Please express each line of the listing below as a JSON list of strings, one string per line, with blank lines and pictures left out.

○ ○ ○

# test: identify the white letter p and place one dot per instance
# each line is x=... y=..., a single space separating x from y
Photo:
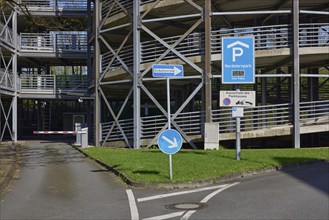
x=237 y=52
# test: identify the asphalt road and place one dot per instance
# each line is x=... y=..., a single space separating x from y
x=57 y=182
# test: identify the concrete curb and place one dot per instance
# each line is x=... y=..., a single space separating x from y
x=10 y=175
x=200 y=183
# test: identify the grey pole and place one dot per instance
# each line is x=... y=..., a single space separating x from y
x=169 y=123
x=238 y=133
x=97 y=73
x=14 y=115
x=207 y=74
x=136 y=73
x=296 y=74
x=238 y=138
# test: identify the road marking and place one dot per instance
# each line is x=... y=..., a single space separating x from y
x=188 y=214
x=160 y=217
x=180 y=193
x=132 y=205
x=208 y=197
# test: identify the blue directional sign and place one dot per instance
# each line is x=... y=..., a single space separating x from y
x=238 y=60
x=165 y=70
x=170 y=141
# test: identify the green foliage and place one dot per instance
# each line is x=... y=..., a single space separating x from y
x=192 y=165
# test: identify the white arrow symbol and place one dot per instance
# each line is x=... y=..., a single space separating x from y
x=174 y=143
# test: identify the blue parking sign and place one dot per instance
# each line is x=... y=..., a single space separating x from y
x=170 y=141
x=238 y=60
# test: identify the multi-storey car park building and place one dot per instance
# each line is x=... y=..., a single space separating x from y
x=43 y=70
x=130 y=107
x=291 y=55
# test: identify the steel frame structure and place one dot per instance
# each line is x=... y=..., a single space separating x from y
x=136 y=26
x=21 y=51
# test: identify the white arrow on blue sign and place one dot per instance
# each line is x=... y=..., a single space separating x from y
x=238 y=60
x=166 y=70
x=170 y=141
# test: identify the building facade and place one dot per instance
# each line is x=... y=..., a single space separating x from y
x=44 y=66
x=98 y=69
x=291 y=58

○ ○ ○

### Worked solution:
[
  "# test: identify the white letter p and place one dot per instance",
  "# each line is x=... y=..., a single space separating x from y",
  "Photo:",
  "x=237 y=52",
  "# test: identify the asphalt road and place one dot per instance",
  "# each line is x=... y=..., a single space separating x from y",
  "x=57 y=182",
  "# test: identify the concrete curb and place one dot per instance",
  "# each line is x=... y=..., a single space separating x from y",
  "x=10 y=175",
  "x=200 y=183",
  "# test: identify the grey pole and place one dot per instance",
  "# each line is x=... y=..., a single space separating x from y",
  "x=169 y=123",
  "x=238 y=133",
  "x=97 y=73",
  "x=14 y=115",
  "x=207 y=74",
  "x=136 y=73",
  "x=296 y=74",
  "x=238 y=138",
  "# test: identify the road marking and place one dot per instance",
  "# each line is x=... y=..., a single space separating x from y",
  "x=188 y=214",
  "x=160 y=217",
  "x=180 y=193",
  "x=132 y=205",
  "x=208 y=197",
  "# test: identify the blue directional sign and place one dot per instance",
  "# each line is x=... y=..., a single space separating x from y",
  "x=238 y=60",
  "x=165 y=70",
  "x=170 y=141",
  "# test: identify the green foliage and place one dot per instance",
  "# each line is x=... y=..., a single space separating x from y",
  "x=192 y=165",
  "# test: identify the white arrow symbol and place one dot per instance",
  "# each line is x=... y=..., a single space separating x from y",
  "x=174 y=143",
  "# test: identify the blue parking sign and place one dot per instance",
  "# each line is x=... y=..., a single space separating x from y",
  "x=170 y=141",
  "x=238 y=60",
  "# test: identify the multi-storey car park building and place one dot per instance",
  "# each line is x=... y=..., a single space separating x from y",
  "x=43 y=70",
  "x=130 y=107",
  "x=291 y=55",
  "# test: identify the steel frame structure and place one dot per instance",
  "# each line is x=... y=..., a single space separating x from y",
  "x=136 y=26",
  "x=21 y=51",
  "# test: identify the white arrow on blue sign and place one dot per instance",
  "# each line is x=... y=..., a single space separating x from y",
  "x=238 y=60",
  "x=166 y=70",
  "x=170 y=141",
  "# test: identify the building facade and place one dot per instance",
  "# each line is x=... y=..., a single space separating x from y",
  "x=44 y=66",
  "x=98 y=69",
  "x=291 y=58"
]